AUSGEWÄHLTER TEXTAUSZUG
--*--

Als „Auslandskorrespondentin auf Zeit“ war ich außerdem immer ganz nah dran und wusste oft als mit eine der ersten von neuesten Entscheidungen und Ereignissen. Besonders spannend waren für mich die Pressekonferenzen im amerikanischen Senat während Trumps Amtsenthebungsverfahren. Da saß ich plötzlich bewaffnet mit Notizblock und Stift zwischen den gestandenen Journalisten von Sendern wie CNN oder BBC, vorne am Rednerpult bekannte amerikanische Politiker oder Juristen. Echte Breaking News eben – nur, dass ich sie nicht über den Fernsehbildschirm mitbekam, sondern ganz direkt. Manchmal passierten Ereignisse aber auch vollkommen plötzlich – dann hieß es: schnell sein! Eine Crew zusammentrommeln. Equipment in den Wagen packen und sich während der Fahrt einen Überblick über die Situation schaffen. Am Ort des Geschehens dann: Interviews einholen, Bewegtbilder einfangen, eventuell live einen einordnenden Kommentar vor laufender Kamera geben. Und dann mit Vollgas zurück ins Studio, wo das gesammelte Material oft unter hohem Zeitdruck gesichtet, geschnitten und vertont werden musste. Dabei habe ich mich wirklich ein bisschen wie Karla Kolumna, die rasende Reporterin (bekannt aus Kinderserien wie Bibi Blocksberg) gefühlt.

 

Fake News?!

--*--

DATENAUSZÜGE
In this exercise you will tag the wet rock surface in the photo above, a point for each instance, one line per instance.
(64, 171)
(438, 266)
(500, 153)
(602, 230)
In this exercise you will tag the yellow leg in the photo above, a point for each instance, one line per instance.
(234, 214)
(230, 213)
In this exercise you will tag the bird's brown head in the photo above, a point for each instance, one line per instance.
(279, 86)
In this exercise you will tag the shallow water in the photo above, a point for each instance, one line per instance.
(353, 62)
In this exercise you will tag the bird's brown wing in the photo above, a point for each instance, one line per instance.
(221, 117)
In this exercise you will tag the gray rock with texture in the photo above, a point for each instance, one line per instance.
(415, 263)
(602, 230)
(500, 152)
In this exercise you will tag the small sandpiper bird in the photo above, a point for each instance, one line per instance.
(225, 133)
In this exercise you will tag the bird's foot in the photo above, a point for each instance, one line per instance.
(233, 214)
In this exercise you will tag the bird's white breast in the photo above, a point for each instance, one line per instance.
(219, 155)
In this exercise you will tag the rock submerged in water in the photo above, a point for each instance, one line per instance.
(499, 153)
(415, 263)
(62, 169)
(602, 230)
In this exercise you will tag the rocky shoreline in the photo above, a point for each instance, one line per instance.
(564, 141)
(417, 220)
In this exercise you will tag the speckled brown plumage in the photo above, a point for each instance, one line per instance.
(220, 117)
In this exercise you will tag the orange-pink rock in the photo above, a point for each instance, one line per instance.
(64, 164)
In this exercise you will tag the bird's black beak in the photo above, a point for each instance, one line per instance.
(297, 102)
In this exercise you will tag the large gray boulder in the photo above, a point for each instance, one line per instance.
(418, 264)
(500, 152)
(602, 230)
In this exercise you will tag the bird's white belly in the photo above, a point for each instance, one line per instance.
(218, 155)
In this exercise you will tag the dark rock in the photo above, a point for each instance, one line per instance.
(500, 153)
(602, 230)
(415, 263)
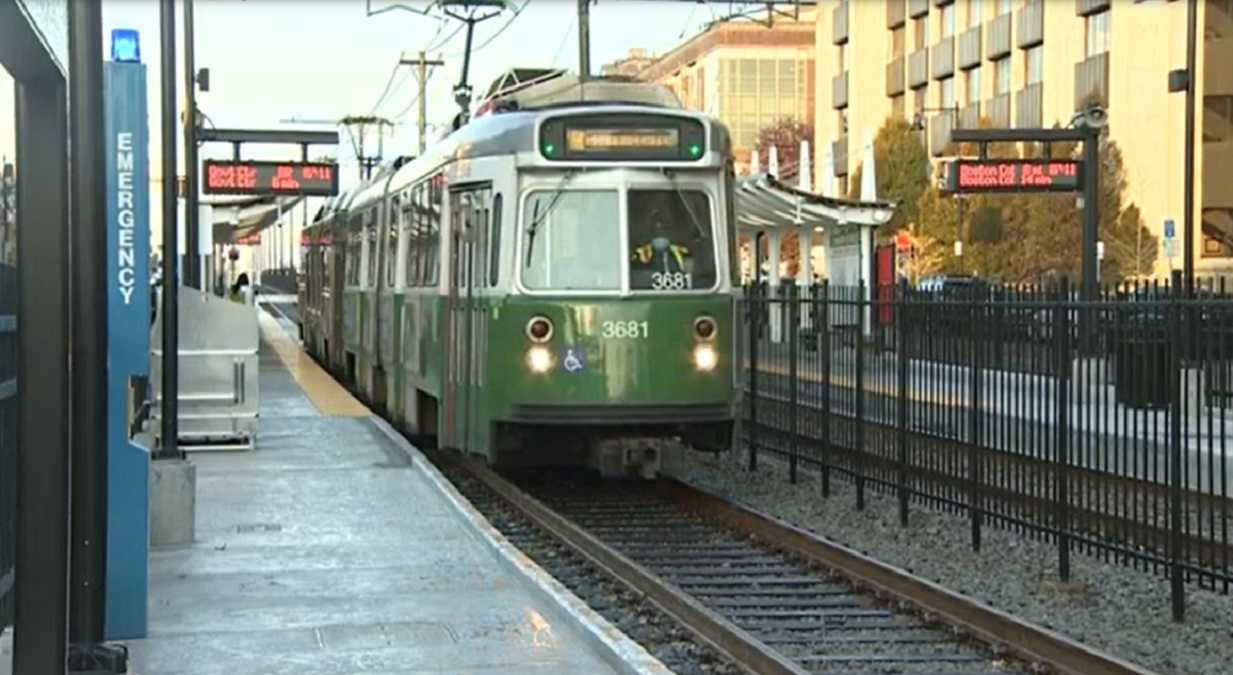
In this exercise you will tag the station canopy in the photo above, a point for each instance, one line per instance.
(766, 202)
(238, 219)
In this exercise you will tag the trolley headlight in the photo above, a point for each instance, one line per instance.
(539, 359)
(539, 330)
(705, 357)
(704, 327)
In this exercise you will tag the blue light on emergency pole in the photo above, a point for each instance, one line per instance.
(125, 46)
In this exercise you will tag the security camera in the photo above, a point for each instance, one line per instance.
(1095, 116)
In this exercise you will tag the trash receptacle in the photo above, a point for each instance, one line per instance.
(1141, 363)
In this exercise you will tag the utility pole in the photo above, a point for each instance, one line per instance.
(583, 40)
(462, 89)
(423, 70)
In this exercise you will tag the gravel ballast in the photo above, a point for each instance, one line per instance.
(659, 633)
(1116, 608)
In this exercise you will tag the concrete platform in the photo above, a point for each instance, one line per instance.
(334, 548)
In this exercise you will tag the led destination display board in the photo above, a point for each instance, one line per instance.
(1011, 175)
(623, 137)
(269, 178)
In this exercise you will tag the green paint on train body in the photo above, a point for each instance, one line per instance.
(608, 352)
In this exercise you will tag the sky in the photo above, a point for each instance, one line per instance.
(273, 61)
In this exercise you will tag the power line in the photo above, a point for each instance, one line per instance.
(501, 30)
(565, 38)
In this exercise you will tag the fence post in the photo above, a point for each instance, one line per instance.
(824, 346)
(1176, 375)
(792, 296)
(753, 314)
(904, 370)
(1062, 427)
(975, 418)
(862, 306)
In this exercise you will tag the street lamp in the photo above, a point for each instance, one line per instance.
(1184, 80)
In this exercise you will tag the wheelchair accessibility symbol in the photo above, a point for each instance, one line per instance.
(572, 359)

--*--

AUFGABEN
a. Nennen Sie alle Tätigkeiten, die laut dem Textauszug über die Arbeit als Auslandskorrespondentin „Am Ort des Geschehens“ anfallen.
b. Führen Sie den Textauszug über die Arbeit als Auslandskorrespondentin im Anschluss an die Zwischenüberschrift „Fake News?!“ weiter.

LÖSUNGEN
a.
- Interviews einholen
- Bewegtbilder einfangen
- eventuell live einen einordnenden Kommentar vor laufender Kamera geben

b.
Ich habe in Washington D.C. Journalismus allerdings nicht nur als spannendes und schillerndes Berufsfeld erlebt. Dadurch dass in D.C. sehr viele Journalisten über dieselben Dinge berichten, trafen wir häufig auf Reporter anderer Fernsehsender. Darunter waren oft auch die Journalisten des amerikanische Senders Fox News, der bekannt ist für seine subjektive und Trump-freundliche Berichterstattung. Teilweise war es fast schon erschreckend, wenn ich zufällig mitbekam, wie ein Fox-Journalist wenige Meter neben mir live einen Fernsehkommentar abgab oder wenn ich mir später einen TV-Beitrag auf dem Kanal ansah. Denn dabei beobachtete ich immer wieder eine verzerrte, mitunter sogar falsche, Darstellung von denselben Fakten oder Ereignissen, bei denen ich im Rahmen meiner Arbeit für das ZDF auch vor Ort gewesen und worüber ZDF-Korrespondenten wie Elmar Theveßen ebenfalls berichtet hatten. Ich wusste also, was wirklich gesagt oder getan wurde – und das entsprach nicht immer dem auf Fox News Gezeigtem. Fake News also. Bei einer solchen Berichterstattung kann ich sogar fast nachvollziehen, dass viele Amerikaner den Medien sehr misstrauisch gegenüberstehen. Das war in Washington D.C besonders stark spürbar. Tauchten wir irgendwo mit einer Fernsehkamera auf, wechselten viele Menschen die Straßenseite; beäugten uns kritisch; verweigerten Interviews und Straßenumfragen. Dabei bleibt es jedoch häufig nicht. Ich habe zwar selbst keine krassen Ausschreitungen gegen uns Journalisten mitbekommen, aber ein erfahrener ZDF-Kameramann hat mir von mehreren Vorfällen erzählt, bei denen zufällig vorbeikommende Menschen die Fernsehcrews massiv beschimpft und teilweise sogar körperlich angegriffen haben. Was früher noch eine ziemliche Ausnahme gewesen sei, habe besonders in den letzten Jahren extrem zugenommen. Keine schöne, aber eine ernstzunehmende Entwicklung. Dafür zu sorgen, dass die Menschen wieder mehr Vertrauen in die Medien gewinnen ist meiner Meinung nach sehr wichtig und nur durch seriösen, guten Journalismus möglich. Wie der gemacht wird, das habe ich während meines Praktikums in Washington D.C. auf jeden Fall gelernt und kann daher alle Jonalist:innen ermutigen, sich um diese oder eine ähnliche Hospitanz zu bewerben, sobald es die allegmeine Lage wieder erlaubt!